- DIRECTIONS
For the material below, output exactly the span from the line with "Annotate the hanging" to the line with "Annotate the white trim", including both, and nothing besides.

─── DATA SHOWN

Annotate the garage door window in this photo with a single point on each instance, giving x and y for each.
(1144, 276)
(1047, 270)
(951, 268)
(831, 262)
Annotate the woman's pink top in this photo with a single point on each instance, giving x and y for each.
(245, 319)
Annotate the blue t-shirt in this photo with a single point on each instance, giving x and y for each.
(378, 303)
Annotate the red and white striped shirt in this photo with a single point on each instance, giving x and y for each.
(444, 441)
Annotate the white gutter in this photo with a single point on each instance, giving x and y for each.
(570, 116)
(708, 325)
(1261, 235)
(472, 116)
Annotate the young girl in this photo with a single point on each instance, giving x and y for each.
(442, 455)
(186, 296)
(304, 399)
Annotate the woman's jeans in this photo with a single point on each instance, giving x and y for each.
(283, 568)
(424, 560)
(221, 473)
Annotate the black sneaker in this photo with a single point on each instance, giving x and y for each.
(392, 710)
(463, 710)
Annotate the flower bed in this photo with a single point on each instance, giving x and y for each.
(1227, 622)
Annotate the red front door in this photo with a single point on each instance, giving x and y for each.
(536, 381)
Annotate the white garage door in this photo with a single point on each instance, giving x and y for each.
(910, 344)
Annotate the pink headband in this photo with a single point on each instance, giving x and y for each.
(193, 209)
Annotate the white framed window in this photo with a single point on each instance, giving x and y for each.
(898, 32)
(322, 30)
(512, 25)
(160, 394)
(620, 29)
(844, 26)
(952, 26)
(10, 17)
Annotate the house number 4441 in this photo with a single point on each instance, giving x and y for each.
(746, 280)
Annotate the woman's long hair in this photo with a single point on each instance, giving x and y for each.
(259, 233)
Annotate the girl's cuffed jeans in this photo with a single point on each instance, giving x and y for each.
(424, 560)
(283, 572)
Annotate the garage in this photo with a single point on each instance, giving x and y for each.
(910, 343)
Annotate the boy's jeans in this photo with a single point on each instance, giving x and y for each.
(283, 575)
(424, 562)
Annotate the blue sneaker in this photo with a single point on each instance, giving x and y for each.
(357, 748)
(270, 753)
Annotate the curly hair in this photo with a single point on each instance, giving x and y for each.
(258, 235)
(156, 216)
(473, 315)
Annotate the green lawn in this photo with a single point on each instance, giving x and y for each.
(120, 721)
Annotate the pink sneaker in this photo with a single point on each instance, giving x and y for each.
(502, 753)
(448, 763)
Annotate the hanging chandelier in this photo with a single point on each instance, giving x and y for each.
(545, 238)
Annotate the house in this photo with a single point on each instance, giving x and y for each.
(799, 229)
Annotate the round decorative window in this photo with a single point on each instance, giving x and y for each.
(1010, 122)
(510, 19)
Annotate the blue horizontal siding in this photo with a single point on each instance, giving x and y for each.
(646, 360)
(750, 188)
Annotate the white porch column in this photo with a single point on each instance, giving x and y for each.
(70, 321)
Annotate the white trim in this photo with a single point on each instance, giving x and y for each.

──────
─── DATA SHOWN

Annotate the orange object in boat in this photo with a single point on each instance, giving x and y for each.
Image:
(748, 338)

──────

- SOLUTION
Annotate the hanging chandelier in this photo with a single point on each instance, giving x and y for each.
(545, 238)
Annotate the house in this photo with a single point on each instance, giving x and y for each.
(799, 229)
Annotate the round decorative window in this photo with a single point on each instance, giving x and y for each.
(1010, 122)
(510, 19)
Annotate the blue horizontal siding in this photo with a single point on each instance, giving x and y for each.
(646, 360)
(750, 188)
Annotate the white porch column in this photo with a single point on each instance, giving x and y for each.
(70, 321)
Annotate the white trim in this photo with a single point on each instance, giving x and y for each.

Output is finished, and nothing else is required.